:: Collection entries ::
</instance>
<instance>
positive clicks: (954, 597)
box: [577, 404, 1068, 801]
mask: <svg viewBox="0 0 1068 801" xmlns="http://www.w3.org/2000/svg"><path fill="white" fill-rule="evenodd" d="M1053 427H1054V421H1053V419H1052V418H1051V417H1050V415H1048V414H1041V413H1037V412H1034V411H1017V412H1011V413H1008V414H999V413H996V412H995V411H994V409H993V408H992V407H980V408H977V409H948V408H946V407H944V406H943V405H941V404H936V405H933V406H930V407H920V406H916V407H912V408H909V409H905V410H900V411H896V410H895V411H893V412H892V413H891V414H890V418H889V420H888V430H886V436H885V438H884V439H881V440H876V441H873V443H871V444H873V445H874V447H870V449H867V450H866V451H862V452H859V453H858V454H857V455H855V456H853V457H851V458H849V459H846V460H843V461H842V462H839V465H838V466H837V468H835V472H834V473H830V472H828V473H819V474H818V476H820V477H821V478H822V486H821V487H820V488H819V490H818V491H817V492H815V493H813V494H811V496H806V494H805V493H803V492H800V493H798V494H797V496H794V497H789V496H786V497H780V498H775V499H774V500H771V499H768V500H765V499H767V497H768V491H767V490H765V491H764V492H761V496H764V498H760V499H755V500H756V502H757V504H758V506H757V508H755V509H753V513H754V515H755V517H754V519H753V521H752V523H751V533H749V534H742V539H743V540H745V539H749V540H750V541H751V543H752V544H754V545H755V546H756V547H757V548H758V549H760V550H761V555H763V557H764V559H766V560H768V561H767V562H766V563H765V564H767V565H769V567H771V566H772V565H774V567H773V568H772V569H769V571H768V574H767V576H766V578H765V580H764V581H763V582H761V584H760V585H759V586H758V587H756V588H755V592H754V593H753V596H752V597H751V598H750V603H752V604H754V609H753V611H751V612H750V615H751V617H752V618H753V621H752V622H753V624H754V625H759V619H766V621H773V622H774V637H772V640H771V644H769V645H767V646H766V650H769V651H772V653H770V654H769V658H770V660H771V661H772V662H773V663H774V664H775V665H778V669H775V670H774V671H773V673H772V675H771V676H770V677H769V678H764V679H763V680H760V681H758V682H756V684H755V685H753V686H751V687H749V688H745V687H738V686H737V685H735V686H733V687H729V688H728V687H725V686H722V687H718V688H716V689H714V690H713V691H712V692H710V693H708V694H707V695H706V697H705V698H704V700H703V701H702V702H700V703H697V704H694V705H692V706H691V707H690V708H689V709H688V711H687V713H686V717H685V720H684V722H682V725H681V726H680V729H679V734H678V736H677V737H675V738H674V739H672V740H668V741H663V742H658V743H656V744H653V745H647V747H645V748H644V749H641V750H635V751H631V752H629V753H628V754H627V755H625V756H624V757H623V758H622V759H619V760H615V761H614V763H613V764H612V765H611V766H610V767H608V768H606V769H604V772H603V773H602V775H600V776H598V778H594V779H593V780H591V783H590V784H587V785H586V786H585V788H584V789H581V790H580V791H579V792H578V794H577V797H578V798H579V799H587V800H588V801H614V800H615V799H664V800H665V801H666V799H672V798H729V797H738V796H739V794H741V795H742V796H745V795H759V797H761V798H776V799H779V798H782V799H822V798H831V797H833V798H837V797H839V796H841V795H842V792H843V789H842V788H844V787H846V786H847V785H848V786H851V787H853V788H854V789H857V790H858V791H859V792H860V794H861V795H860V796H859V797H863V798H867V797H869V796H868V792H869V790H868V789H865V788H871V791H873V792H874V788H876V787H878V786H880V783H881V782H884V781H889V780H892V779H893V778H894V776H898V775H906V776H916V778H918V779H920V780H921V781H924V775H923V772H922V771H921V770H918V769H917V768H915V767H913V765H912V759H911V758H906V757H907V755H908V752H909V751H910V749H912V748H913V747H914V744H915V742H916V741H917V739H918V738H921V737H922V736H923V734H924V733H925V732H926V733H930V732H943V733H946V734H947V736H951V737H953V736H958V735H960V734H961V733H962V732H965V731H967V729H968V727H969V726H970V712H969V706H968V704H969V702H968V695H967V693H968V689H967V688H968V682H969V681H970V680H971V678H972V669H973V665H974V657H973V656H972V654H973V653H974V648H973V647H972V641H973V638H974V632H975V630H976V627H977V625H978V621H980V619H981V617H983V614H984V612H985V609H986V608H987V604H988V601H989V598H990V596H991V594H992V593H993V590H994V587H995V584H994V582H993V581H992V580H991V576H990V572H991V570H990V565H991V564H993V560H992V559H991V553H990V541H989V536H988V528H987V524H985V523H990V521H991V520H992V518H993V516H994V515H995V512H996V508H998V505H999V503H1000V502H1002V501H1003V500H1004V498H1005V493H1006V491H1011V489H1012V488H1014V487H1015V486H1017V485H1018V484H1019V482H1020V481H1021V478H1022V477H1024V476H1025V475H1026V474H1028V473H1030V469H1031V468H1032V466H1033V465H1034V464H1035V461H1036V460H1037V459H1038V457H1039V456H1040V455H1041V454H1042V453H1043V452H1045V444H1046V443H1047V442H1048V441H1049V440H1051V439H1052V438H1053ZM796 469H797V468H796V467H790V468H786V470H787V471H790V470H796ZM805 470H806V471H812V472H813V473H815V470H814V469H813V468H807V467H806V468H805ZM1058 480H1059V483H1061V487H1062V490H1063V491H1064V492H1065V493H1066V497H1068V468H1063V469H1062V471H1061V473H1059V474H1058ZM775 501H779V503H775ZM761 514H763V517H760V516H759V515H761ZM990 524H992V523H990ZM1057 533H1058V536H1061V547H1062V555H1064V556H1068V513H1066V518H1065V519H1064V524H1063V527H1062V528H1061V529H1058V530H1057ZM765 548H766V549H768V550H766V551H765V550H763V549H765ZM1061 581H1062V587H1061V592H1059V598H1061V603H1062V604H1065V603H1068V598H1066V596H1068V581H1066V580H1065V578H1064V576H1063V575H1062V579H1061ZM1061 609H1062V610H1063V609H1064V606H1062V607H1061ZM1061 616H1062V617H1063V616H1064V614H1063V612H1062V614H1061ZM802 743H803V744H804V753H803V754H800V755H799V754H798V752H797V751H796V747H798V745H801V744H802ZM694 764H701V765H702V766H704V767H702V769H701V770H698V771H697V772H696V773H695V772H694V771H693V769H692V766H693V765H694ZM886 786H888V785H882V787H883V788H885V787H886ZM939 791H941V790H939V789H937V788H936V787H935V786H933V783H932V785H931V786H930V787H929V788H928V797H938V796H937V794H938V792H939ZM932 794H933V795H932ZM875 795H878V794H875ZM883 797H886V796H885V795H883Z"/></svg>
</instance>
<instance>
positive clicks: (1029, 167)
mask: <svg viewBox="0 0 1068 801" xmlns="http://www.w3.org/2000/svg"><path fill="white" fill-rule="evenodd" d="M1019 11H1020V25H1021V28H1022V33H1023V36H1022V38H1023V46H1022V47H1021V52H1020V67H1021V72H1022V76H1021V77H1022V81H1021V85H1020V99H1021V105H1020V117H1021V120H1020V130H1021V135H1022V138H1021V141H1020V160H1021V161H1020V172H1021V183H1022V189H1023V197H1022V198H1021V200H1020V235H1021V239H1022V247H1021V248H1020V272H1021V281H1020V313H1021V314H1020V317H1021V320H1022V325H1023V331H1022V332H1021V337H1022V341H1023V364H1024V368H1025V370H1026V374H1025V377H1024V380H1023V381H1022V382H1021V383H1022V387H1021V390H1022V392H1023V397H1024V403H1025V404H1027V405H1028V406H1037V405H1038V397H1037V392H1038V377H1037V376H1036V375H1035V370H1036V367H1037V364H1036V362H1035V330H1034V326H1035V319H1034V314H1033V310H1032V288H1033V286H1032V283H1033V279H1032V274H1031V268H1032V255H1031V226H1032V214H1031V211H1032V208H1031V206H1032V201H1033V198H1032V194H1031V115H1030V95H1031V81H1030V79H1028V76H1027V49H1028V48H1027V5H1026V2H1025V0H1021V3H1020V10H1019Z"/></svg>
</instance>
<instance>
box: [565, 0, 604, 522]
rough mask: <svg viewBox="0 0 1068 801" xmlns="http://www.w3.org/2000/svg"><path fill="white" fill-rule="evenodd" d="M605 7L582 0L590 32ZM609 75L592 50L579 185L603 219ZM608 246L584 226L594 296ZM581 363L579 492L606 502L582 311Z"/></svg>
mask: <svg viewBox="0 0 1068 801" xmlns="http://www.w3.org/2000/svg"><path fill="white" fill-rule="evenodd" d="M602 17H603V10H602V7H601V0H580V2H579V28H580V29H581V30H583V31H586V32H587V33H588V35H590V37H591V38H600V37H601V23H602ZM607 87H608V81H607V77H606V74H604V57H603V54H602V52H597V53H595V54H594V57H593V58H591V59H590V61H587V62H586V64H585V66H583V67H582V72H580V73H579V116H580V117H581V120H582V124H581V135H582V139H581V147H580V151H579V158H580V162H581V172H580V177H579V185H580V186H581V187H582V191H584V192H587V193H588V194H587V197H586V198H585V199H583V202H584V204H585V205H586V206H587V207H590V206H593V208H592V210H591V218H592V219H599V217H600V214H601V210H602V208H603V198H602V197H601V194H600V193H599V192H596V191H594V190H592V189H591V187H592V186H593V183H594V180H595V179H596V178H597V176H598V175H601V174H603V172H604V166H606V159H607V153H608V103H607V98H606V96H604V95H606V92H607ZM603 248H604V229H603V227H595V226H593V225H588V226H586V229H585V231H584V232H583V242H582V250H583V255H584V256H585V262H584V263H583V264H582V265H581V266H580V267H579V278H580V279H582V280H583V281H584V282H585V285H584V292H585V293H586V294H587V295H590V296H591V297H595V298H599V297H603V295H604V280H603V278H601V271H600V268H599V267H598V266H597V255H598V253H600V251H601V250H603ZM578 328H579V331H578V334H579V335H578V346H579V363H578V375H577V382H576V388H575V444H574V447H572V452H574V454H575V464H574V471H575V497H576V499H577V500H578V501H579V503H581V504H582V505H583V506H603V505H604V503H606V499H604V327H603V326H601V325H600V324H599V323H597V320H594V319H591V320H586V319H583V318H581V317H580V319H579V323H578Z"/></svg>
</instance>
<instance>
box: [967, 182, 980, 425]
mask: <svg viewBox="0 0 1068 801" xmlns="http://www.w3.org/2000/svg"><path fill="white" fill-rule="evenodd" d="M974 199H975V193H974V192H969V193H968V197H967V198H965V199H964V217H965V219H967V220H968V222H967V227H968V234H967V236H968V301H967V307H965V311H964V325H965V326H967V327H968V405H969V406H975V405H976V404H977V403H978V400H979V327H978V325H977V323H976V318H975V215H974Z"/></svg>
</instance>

:: Work instruction ::
Copy the entries from the start through the line containing "box: [577, 404, 1068, 801]", swapping out every "positive clicks" for "foreground clicks" and keeping everything else the same.

:: Response to the task ::
</instance>
<instance>
foreground clicks: (954, 597)
box: [577, 404, 1068, 801]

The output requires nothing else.